==== PROVIDED RECORDS

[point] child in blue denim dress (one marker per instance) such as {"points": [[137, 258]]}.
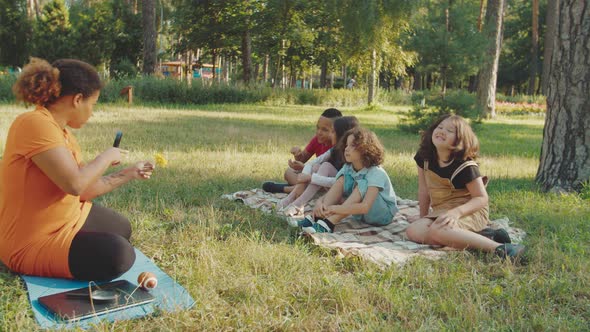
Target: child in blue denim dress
{"points": [[362, 189]]}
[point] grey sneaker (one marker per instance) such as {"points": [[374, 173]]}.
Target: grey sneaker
{"points": [[318, 227], [514, 252], [307, 221]]}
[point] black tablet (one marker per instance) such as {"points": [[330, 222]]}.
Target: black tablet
{"points": [[77, 304]]}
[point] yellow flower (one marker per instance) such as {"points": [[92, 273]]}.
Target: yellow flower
{"points": [[160, 160]]}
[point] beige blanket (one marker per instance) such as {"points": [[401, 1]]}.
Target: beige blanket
{"points": [[383, 245]]}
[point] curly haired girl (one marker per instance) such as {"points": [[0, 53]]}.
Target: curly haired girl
{"points": [[362, 189]]}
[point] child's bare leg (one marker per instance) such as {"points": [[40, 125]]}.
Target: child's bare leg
{"points": [[325, 169], [291, 176], [354, 198], [296, 192], [460, 238], [419, 231], [426, 231]]}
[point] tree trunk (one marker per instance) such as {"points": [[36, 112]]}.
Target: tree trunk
{"points": [[265, 69], [565, 154], [481, 13], [150, 56], [552, 16], [534, 48], [324, 74], [417, 81], [488, 75], [372, 76]]}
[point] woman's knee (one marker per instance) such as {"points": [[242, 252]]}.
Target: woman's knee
{"points": [[123, 256], [327, 169]]}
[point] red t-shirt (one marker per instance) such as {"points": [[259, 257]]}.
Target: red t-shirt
{"points": [[315, 147]]}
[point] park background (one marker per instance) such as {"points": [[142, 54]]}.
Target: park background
{"points": [[223, 89]]}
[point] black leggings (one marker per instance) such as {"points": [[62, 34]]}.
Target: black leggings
{"points": [[101, 250]]}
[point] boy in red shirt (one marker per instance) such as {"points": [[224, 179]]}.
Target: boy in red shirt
{"points": [[320, 143]]}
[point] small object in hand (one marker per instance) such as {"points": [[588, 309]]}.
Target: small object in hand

========

THE EXERCISE → Rewrite everything from the line containing "[point] black leggings" down to the end of the records, substituting "green jacket" for "red shirt" and leaving all else unchanged.

SOLUTION TO THIS EXERCISE →
[point] black leggings (one marker per instance) such as {"points": [[62, 34]]}.
Target: black leggings
{"points": [[101, 250]]}
[point] boy in green jacket (one marker per instance) such as {"points": [[224, 179]]}.
Target: boy in green jacket
{"points": [[320, 143]]}
[point] small object in hand (one marker per instance) such as {"points": [[588, 309]]}.
Target: small object in hand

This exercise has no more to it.